# START OF RECORD EXCERPTS
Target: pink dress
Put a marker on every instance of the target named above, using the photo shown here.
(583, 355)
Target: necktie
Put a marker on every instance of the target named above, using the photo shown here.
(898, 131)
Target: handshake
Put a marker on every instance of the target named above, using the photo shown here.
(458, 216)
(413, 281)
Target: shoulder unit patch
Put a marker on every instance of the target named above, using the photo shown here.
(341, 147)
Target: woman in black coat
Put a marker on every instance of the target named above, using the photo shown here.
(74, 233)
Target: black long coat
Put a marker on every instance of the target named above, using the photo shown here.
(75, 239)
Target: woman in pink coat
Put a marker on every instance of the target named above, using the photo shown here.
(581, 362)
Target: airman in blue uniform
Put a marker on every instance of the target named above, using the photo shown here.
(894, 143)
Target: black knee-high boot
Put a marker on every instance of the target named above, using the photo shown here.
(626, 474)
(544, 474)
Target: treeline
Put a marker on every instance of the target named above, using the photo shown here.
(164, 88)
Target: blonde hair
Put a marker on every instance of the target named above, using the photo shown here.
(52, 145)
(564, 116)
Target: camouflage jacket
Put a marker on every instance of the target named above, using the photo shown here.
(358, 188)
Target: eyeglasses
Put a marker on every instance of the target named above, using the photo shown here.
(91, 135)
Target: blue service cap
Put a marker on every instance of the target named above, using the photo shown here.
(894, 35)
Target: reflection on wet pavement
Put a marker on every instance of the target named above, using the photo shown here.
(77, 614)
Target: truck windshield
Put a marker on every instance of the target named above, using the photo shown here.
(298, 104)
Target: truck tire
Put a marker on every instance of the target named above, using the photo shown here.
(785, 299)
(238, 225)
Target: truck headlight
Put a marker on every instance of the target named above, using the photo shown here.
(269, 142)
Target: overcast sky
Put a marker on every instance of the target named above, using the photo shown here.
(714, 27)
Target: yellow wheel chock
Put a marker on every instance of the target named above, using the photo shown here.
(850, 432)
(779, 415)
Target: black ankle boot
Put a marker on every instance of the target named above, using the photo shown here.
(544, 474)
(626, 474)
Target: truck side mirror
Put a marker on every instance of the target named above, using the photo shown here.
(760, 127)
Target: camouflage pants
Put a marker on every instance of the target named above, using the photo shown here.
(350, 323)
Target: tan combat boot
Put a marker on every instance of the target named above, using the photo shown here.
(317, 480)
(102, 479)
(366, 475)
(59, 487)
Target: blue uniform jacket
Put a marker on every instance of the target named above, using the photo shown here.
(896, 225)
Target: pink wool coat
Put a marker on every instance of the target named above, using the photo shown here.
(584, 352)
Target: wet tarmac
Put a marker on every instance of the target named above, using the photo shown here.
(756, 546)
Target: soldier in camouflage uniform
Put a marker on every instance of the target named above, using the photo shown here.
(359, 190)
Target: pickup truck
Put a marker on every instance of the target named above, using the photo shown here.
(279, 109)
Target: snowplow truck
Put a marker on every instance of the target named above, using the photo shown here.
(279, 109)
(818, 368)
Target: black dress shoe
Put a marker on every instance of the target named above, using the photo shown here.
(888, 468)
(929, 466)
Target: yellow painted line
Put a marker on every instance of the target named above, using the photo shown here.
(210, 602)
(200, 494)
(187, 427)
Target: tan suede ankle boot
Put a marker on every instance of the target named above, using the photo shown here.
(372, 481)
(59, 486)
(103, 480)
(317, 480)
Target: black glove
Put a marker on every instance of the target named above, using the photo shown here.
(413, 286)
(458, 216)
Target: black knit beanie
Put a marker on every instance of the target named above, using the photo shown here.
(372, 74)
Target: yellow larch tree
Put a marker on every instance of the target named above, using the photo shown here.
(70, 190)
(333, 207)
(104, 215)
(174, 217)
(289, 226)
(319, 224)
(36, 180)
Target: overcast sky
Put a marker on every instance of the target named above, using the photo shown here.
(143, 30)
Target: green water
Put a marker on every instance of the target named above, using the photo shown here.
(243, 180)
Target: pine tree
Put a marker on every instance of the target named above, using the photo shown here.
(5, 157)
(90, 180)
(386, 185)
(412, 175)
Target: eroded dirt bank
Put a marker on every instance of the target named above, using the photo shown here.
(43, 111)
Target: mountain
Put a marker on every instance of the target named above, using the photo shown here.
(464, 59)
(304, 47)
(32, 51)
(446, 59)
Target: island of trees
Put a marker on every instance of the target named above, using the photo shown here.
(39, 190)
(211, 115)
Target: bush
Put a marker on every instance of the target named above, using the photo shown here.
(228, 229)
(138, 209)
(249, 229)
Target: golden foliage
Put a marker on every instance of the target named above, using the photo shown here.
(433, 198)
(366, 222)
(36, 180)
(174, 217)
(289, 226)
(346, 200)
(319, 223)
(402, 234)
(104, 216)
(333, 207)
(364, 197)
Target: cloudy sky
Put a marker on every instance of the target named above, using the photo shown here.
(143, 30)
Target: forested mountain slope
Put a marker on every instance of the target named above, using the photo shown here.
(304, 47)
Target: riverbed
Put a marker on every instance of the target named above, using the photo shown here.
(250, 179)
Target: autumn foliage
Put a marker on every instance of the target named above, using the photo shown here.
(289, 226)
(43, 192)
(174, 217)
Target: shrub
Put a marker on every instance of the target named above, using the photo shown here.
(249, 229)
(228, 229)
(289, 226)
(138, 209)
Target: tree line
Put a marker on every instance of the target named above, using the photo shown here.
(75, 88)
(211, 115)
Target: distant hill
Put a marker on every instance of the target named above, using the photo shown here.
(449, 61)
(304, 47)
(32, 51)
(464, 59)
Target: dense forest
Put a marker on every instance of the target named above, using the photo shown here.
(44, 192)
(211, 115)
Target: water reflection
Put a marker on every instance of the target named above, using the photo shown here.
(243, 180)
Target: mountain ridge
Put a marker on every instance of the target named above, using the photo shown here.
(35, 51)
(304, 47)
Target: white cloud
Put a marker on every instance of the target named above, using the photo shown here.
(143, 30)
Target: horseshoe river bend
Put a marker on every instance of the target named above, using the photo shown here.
# END OF RECORD EXCERPTS
Starting at the line with "Target: water reflection" and going to the last line, copy those lines with "Put a marker" changed to "Place a dot" and nothing else altered.

▶ _REPLY_
Target: water reflection
Place a dot on every instance of the target named above, using the photo shown here.
(243, 180)
Target: mountain ridge
Place a dot on every instance of the target named above, using the photo shown here.
(35, 51)
(304, 47)
Target: white cloud
Place a dot on every instance of the target named above, using the photo shown here.
(143, 30)
Target: horseshoe river bend
Place a dot on every instance of the target named above, using the photo shown here.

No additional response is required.